Instructions ::
- 1) Answer these from the comments on Mr. Liepke's style:
(a) Which other artist of this genre does one commenter say they are familiar with?
(b) Whose work does the work of the kitsch artists look like?
(c) Which artist were Jeremy Lipking and Dan Gerhartz obviously influenced by?
- 2) In the comments on Mr. Liepke's style, take the part that opens with "However, any art" and closes with "by Richard Schmid." and switch "art historian" to "art critic".
- 3) Pick up the comments on Mr. Liepke's style where they stop and continue them.

Extract provided ::
I have no quarrell with artists who emulate his style. It’s the only way that rank-and-file art lovers will have access.
There is a fine line between copying a style and being part of a movement. If you say Liepke started a movement, everyone is off the hook. Just as the kitsch artists whose work looks like Nerdrum’s
I too am a fan of Mr. Liepke’s work. I also am familiar with other artists of this genre, such as Milt Kobayashi. In fact, there is some debate as to who developed this style first.
Mr. Liepke is bound to influence other artists. Indeed, if he is as good as we think he is, I would be surprised if he didn’t.
However, any art historian would tell you that even Mr. Liepke has been influenced by other artists. It would be like saying that popular artists such as Jeremy Lipking and Dan Gerhartz are not credible even though they were obviously influenced by Richard Schmid.

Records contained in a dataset
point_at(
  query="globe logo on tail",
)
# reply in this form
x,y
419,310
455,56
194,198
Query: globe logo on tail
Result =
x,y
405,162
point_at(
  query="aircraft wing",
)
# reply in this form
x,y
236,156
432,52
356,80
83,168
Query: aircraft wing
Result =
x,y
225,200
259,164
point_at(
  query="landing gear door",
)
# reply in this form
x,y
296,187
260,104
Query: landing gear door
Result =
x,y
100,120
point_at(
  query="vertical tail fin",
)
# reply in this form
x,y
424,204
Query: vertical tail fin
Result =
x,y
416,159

Responses in order ::
- 1)
(a) Milt Kobayashi
(b) Nerdrum's
(c) Richard Schmid

- 2)
However, any art critic would tell you that even Mr. Liepke has been influenced by other artists. It would be like saying that popular artists such as Jeremy Lipking and Dan Gerhartz are not credible even though they were obviously influenced by Richard Schmid.

- 3)
Bottom line: any good art raises the bar for everyone that loves good art.
On the contrary, imitation is the sincerest form of flattery, and there is nothing essentially wrong with it.
I really enjoyed the article on Malcolm Liepke. I have followed Skip Liepke’s work for many years. He is unique. It is really too bad that so many otherwise good artists feel the need to copy his style; just look in any issue of most of the popular art mags and you will see Liepke “wannabe’s”. They don’t even pretend to not be copying his signature style. A real shame that they can’t paint with their own “voice” and have to copy another artist’s style.